AANGELEVERDE PASSAGE:
= = = =

Voorzitter. Wij mogen niet dromen, maar wij moeten wakker blijven. Laat mijn motie daar nou aan bijdragen. De coalitiepartijen vinden dat de vorige motie, die ik van harte heb gesteund, een legitieme vraag bevat. Zij vinden het heel goed om die vraag in deze tijd te stellen. Ik neem dan ook aan dat zij voor de motie zullen stemmen, want wij hebben een heel goede motie ingediend. Ik ben benieuwd wat daar uitkomt.

= = = =

VASTGELEGDE GEGEVENS:
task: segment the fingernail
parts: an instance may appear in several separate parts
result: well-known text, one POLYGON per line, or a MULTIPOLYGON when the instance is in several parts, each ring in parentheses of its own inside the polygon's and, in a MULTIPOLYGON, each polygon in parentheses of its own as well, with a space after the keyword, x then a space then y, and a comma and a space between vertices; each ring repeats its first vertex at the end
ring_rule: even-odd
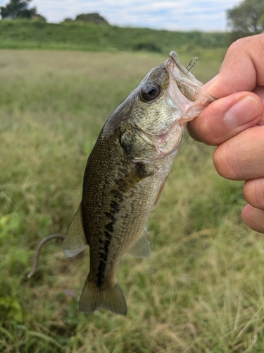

= = = =

VEREISTEN:
Schrijf het vervolg van de Kamertoespraak over de motie, aansluitend op de laatste zin.

SCHRIFTELIJK ANTWOORD:
Ten eerste hebben wij op dit moment te maken met een krimpende luchtvaart; dat is ook uit de eerste motie op te maken. Wij hebben ten tweede te maken met de visie op de omgang met de luchtvaart in Nederland. Ten derde hebben wij mensen op pad gestuurd om met bewoners en belanghebbenden te spreken: de commissie-Alders. Daar zullen wij nog over spreken. Terwijl wij die drie belangrijke dingen nog te bespreken hebben, meent de regering toch dat wij nu al besluiten moeten nemen over Lelystad. Je kunt alleen op je klompen aanvoelen dat wij daar de eerste jaren helemaal niet aan toekomen en dat het ongewenst is om daaraan toe te komen. Dat legitimeert mij om de volgende motie in te dienen.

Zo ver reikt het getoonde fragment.